BEGIN SELECTED EXCERPT
# KILL-A-WATT meter, is it going to melt down?



## Hondacrzy (Mar 15, 2008)

I bought a killawatt meter for my Zivan charger, but as I thought it is pulling a couple too many amps and it is beeping at me. Has any one been able to pull 17amps on ne of these and not have it melt down? Will it keep going just beeping at me or is it going to shut down? 

Cheers
Chris


----------



## Voltswagen (Nov 13, 2008)

I've run mine up to 22.5 amps beeping all the way......no shut down.
It starts the beep warning at 15 amps.


----------



## tj4fa (May 25, 2008)

Mine beeps over 15A and because my charger gets really hot sometimes, the meter has done some melting around the female plastic receptacle slots where the plug goes into it.


----------



## Voltswagen (Nov 13, 2008)

TJ
Set the meter to read amps........how much is that charger drawing?
What is the amperage of the wall socket?
END SELECTED EXCERPT
• _YOUR TASKS_
[1] In the Kill-A-Watt meter thread, at what current does the meter begin its beep warning?
[2] Extend the Kill-A-Watt meter thread by writing the next reply after its final post.
BEGIN ENTRIES PROVIDED
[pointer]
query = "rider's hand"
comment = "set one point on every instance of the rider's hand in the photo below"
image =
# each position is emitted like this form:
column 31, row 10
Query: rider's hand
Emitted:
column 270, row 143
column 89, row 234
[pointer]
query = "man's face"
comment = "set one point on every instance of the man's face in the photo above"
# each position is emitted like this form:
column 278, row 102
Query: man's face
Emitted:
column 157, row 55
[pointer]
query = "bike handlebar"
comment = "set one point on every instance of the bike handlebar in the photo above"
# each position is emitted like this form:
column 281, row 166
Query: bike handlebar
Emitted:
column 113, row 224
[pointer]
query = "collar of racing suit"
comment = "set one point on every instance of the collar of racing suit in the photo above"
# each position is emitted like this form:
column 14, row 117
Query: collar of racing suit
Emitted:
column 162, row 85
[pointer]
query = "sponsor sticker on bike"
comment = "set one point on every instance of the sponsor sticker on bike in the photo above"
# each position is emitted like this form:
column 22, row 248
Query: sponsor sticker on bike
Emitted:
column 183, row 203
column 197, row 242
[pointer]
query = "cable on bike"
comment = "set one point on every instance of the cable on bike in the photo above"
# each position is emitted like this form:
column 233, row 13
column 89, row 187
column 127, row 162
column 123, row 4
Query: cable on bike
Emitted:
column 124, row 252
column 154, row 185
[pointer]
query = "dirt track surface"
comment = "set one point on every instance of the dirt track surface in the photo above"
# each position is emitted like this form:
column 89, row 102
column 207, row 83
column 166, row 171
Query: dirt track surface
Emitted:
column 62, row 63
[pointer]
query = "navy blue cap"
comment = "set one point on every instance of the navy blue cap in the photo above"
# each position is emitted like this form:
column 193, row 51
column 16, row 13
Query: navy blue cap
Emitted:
END ENTRIES PROVIDED
• _EXERCISE ANSWERS_
[1] At 15 amps.

[2]
Roy


----------



## Hondacrzy (Mar 15, 2008)

Thanks for the responses. I am pulling 17.2amps in the first stage. I have a 20amp dedicated circuit I installed. Nothing seems to get hot yet. My pack was not drained too low, so it only stayed in the first stage for about 2.5 hrs before cutting back. I was more worried about leaving it while I was sleeping I did not want any fire hazards.

Cheers

Sorry I see that last Question was for TJ. I would like to see that 120v Circuit too!


----------



## Voltswagen (Nov 13, 2008)

Honda
If you installed a dedicated 20 amp circuit you should be OK.
The 20 amp breaker should trip at about 22.5 amps.
The problem as I see it is that your Zivan is drawing 17.2 amps in the first stage. I would be more concerned that the charger would catch fire than the Kill-A-Watt.
I'm not familiar with the Zivan charger.
What amperage is the charger rated for?

I'm using the Quickcharge 120v charger (battery voltage and feed voltage are 120). It's rated for 10 amps and draws less than 9 amps at 80% DOD in the first stage. It then drops to about 4 amps and then to 2 amps as it completes the cycle.

17 amps in the first stage sounds high to me. Check with the manufacturer.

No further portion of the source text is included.